| 抜粋した文章 |
感動の山口啓介展

高崎市美術館
高崎市美術館

高崎市美術館を友人たちと訪れたのは夏も過ぎようとしている2003年8月30日でした。


美術館はJR新幹線高崎駅から徒歩5分と近く便利なところにある。

 

山口啓介展のためにあるといった感じの美術館で、空気柱・光の回廊とサブタイトルが付けられていた。

 

彼の作品と出合ったのは渋谷松濤美術館で開催された現代日本の水彩表現展だった。

ここで「原子力発電所 6」の絵を見たときの感動は今も忘れられない。
あの絵を見て題名を見ると多くの人は自分が考えていた題名とほど遠い世界だったに違いない。
どうしてこのような題名が付けられたのか知るよしもないが、私はハッと記憶が蘇ってきた。
東海村原子力発電所の建設で約4年間茨城県で仕事をしてたからだ。
イメージの根源は全く異なっていると思われるが・・・
何かその時の印象は強いものだった。

 

 

山口啓介・原子力発電所 6
山口啓介・原子力発電所 6

 

山口啓介・原子力発電所 6

 

紙 水溶性絵具 272×360cm 1995年

渋谷区立松濤美術館 現代日本の水彩表現展(特別展2002-12-10~2003-1-26で購入したポスター)

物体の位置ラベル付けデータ

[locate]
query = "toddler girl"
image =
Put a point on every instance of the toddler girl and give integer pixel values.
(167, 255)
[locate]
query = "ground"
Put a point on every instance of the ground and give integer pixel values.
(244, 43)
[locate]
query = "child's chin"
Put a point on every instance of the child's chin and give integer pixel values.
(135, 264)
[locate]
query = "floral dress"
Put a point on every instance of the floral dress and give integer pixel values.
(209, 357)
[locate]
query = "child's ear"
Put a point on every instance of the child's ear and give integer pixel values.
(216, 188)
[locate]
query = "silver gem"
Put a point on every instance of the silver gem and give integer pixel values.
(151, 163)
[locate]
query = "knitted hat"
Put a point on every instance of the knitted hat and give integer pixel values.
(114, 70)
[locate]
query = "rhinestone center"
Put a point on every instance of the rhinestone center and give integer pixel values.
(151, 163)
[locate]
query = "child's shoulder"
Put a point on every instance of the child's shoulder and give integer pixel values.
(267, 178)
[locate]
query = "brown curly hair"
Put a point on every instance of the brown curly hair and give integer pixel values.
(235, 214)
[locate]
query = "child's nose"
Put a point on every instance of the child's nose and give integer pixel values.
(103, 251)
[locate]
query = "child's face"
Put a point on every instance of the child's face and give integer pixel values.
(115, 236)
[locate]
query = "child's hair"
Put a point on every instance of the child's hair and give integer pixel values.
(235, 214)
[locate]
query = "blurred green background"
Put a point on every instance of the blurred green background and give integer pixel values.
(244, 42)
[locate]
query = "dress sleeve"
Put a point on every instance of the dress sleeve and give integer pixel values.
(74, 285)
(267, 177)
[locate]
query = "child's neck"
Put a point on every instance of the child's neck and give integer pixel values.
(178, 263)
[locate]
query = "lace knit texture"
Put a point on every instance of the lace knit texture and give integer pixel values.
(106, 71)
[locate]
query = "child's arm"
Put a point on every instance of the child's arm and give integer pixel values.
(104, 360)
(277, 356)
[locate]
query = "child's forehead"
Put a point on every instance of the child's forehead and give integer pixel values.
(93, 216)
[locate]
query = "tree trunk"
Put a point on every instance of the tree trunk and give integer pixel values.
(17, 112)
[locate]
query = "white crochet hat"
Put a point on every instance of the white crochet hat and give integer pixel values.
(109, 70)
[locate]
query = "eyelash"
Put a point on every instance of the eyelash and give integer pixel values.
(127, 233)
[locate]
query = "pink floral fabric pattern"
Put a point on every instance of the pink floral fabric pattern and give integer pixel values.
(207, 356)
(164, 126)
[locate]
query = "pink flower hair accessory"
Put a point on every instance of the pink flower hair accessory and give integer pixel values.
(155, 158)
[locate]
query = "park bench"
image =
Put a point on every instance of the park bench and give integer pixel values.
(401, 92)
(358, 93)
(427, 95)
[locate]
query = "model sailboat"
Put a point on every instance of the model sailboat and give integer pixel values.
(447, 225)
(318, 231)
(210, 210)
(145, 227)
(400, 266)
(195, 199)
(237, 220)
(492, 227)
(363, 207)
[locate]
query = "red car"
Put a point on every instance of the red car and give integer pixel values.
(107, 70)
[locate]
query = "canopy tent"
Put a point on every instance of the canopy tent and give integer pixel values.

| 課題 |
A) 山口啓介展についての文章を2文で要約してください。
B) 山口啓介展についての文章を、最後の部分のあとから書き継いでください。

| 解答 |
A) 2003年8月30日、筆者は友人たちと、高崎駅から徒歩5分の高崎市美術館で「空気柱・光の回廊」という副題の山口啓介展を見た。筆者が彼の作品に初めて出合ったのは渋谷区立松濤美術館の現代日本の水彩表現展で、そこで見た「原子力発電所 6」は、東海村原子力発電所の建設で約4年間茨城県で働いた記憶をよみがえらせ、今も忘れられない感動を残している。

B)
東海村原子力発電所
東海村原子力発電所

 

東海村原子力発電所

 

原子炉の上部には無数の穴が開いている。(制御棒の挿入口) 昭和40年(1965)ごろの写真

 

展示の中で圧巻なのはカセットケース(11×7センチ)が1階から3階までの吹き抜けのガラス壁に約1万個ギッシリ並べられていることだ。

 

カセットケースには多種の植物の葉や実などが入っている。
外光でより一層美しく輝き、まさに光の回廊である。

ここ高崎市美術館でないと出来ない仕事だ。


これは地域社会の交流で完成したと聞いている。
実現できたことは素晴らしいことだ。

 

展示は次々と工夫され心おきなく鑑賞できた。
ただ普通とちょっと違ったのは作品の題名が作品の近くに貼っていない。
題名にとらわれず自由に鑑賞することを希望されたのであろう。

 

美術館で発売されていたカタログ
美術館で発売されていたカタログ

哲学堂の古い純日本の屋敷にも彼の作品が展示されていた。
ここでも何の違和感もなくその美しさに魅せられた。

 

彼の作品についてはカタログなどで紹介されている。


そちらに譲るとしても、そのスケールの大きさ、大胆にして繊細。

美的緊張感がありエネルギーが満ちあふれている。
感動の連続であった。

2003年の最高の展覧会だった。
もし近くで彼の展覧会が開催していましたら是非訪れて下さい。
きっと満足されるであろう。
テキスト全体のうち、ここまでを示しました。